**WHAT IS REQUIRED:** Could you print every record below exactly as it appears?

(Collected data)

______________________________

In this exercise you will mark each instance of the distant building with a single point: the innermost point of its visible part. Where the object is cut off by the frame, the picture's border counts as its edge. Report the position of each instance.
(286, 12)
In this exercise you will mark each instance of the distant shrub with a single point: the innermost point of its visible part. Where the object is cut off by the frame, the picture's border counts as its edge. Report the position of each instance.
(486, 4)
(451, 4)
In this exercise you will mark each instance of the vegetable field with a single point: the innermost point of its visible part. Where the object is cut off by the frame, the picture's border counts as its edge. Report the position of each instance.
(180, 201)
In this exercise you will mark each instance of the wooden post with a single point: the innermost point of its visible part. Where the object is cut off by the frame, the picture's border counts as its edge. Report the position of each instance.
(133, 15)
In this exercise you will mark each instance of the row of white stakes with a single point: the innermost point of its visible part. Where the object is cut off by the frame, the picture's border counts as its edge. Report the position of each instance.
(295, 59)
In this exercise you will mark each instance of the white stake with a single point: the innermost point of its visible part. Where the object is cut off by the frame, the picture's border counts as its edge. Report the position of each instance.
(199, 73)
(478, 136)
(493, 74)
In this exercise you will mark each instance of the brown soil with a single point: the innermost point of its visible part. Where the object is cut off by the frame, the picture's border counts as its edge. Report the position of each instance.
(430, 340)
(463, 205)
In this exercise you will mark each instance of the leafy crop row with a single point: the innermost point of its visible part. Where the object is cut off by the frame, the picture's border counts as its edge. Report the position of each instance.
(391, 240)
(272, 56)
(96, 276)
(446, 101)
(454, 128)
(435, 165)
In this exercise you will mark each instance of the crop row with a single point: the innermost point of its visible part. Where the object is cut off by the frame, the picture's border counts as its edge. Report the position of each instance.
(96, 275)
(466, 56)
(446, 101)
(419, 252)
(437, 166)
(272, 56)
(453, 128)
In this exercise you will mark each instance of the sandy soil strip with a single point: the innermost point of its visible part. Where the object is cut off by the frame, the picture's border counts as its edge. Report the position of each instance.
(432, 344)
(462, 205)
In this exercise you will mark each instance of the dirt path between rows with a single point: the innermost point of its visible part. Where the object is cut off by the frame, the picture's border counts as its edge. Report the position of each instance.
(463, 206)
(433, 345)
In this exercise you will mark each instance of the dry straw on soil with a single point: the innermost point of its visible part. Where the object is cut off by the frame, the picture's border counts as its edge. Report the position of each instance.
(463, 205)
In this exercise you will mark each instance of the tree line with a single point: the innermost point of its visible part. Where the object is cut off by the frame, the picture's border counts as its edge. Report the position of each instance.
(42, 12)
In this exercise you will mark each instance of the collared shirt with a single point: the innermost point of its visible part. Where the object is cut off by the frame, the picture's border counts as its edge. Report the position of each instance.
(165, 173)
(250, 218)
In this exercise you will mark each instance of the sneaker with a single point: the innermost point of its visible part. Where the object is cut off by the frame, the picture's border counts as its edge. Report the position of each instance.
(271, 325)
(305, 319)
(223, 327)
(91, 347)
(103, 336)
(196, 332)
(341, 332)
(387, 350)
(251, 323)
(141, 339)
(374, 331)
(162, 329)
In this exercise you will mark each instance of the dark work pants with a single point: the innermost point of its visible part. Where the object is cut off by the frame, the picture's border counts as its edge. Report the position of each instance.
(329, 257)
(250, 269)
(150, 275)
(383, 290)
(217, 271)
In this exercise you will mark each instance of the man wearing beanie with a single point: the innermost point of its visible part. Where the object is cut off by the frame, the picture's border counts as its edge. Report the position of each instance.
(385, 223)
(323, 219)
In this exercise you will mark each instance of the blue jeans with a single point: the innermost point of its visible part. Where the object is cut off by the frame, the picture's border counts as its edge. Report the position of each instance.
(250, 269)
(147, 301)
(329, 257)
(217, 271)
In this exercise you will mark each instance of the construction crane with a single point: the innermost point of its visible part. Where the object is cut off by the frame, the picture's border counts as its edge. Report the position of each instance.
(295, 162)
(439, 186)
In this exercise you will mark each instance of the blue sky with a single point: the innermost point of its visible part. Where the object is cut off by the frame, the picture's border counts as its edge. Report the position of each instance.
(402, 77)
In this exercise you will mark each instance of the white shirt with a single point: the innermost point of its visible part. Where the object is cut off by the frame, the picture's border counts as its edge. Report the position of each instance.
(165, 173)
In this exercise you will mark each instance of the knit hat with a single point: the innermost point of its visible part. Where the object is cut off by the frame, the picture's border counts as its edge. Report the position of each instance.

______________________________

**PROBLEM SOLUTION:**
In this exercise you will mark each instance of the distant building with a single point: the innermost point of its visible part. Where the object is cut off by the frame, the picture's border counts as its edge. Report the position of each instance.
(286, 12)
In this exercise you will mark each instance of the distant shrub with a single point: the innermost point of its visible part. Where the object is cut off by the frame, the picture's border counts as its edge. Report the position of each instance.
(486, 4)
(451, 4)
In this exercise you will mark each instance of the vegetable field with a single point: the innermost point of its visible part. Where the object is cut off by the frame, the picture's border counts as its edge. Report the position of each instance.
(180, 201)
In this exercise you will mark each instance of the wooden post with a single point: the innermost point of its visible part. Where the object is cut off by the frame, the picture's border counts as its edge. Report the position of each instance.
(133, 15)
In this exercise you will mark each instance of the row of white stakes with a single point: the innermost point of its visible part. Where the object is cut off by the frame, the picture's border counts as its edge. Report the position of each instance.
(295, 59)
In this exercise you will mark each instance of the white stake with a single point: the innermost point of its visible part. Where the object is cut off by the frame, the picture's border counts as its edge. Report the position of each instance.
(199, 73)
(478, 136)
(493, 74)
In this exercise you will mark each instance of the brown soil with a single point: the innermost point of its visible part. Where the object is cut off by the frame, the picture's border counts as its edge. Report the position of each instance.
(430, 340)
(463, 205)
In this exercise you will mark each instance of the leafy crop row with a single point: the innermost point of its visible part. Where the object is cut off by the frame, the picture's border counts as its edge. Report the position of each instance.
(391, 240)
(272, 56)
(96, 276)
(446, 101)
(454, 128)
(435, 165)
In this exercise you will mark each instance of the crop row with a single point: the innermost point of its visible part. Where the object is cut off by the frame, the picture's border counts as its edge. Report the position of each instance.
(96, 275)
(466, 56)
(446, 101)
(419, 252)
(437, 166)
(272, 56)
(453, 128)
In this exercise you will mark each instance of the sandy soil strip with a single point: the innermost point of its visible part. Where the object is cut off by the frame, the picture's border counts as its edge. Report the position of each instance.
(432, 344)
(462, 205)
In this exercise you will mark each instance of the dirt path between rows with a single point: the innermost point of its visible part. Where the object is cut off by the frame, the picture's border counts as its edge. Report the position of each instance.
(463, 206)
(433, 345)
In this exercise you will mark each instance of the dry straw on soil with a single point: the innermost point of its visible part. Where the object is cut off by the frame, the picture's border counts as its edge. Report the position of each instance.
(463, 205)
In this exercise you will mark each instance of the tree line with a single point: the innermost point of its visible part. Where the object is cut off by the frame, the picture's border counts as its edge. Report the position of each instance.
(42, 12)
In this exercise you will mark each instance of the collared shirt with a single point: the innermost point of its visible part. Where the object is cut off by the frame, the picture's border counts as its edge. Report the position of each instance.
(165, 173)
(250, 218)
In this exercise you will mark each instance of the sneaker with a single point: the innermost point of its visible part. Where the object is cut off by the frame, the picture's border counts as its edge. Report the position of each instance.
(271, 325)
(305, 319)
(223, 327)
(91, 347)
(103, 336)
(196, 332)
(341, 332)
(387, 350)
(251, 323)
(141, 339)
(374, 331)
(162, 329)
In this exercise you will mark each instance of the dark work pants with a single point: the innermost point of its visible part. Where the object is cut off by the frame, the picture's border counts as its edge. Report the position of each instance.
(329, 257)
(250, 269)
(150, 275)
(383, 290)
(217, 271)
In this exercise you will mark each instance of the man wearing beanie with a single point: the innermost point of its visible part. Where the object is cut off by the frame, the picture's border counts as its edge. Report the position of each instance.
(385, 223)
(323, 219)
In this exercise you will mark each instance of the blue jeans with a single point: the innermost point of its visible part. Where the object is cut off by the frame, the picture's border counts as its edge. Report the position of each instance.
(250, 269)
(147, 301)
(329, 257)
(217, 271)
In this exercise you will mark each instance of the construction crane with a single point: the innermost point of its visible part. Where the object is cut off by the frame, the picture's border counts as its edge. Report the position of each instance.
(295, 162)
(439, 186)
In this exercise you will mark each instance of the blue sky with a single point: the innermost point of its visible part. Where the object is cut off by the frame, the picture's border counts as its edge. Report the position of each instance.
(402, 77)
In this exercise you will mark each instance of the white shirt with a single point: the innermost point of its visible part. Where the object is cut off by the frame, the picture's border counts as its edge. Report the position of each instance.
(165, 173)
In this exercise you will mark each instance of the knit hat with a single point: the innermost point of its visible part. Where the object is cut off by the frame, the picture's border counts as its edge. Report the position of each instance.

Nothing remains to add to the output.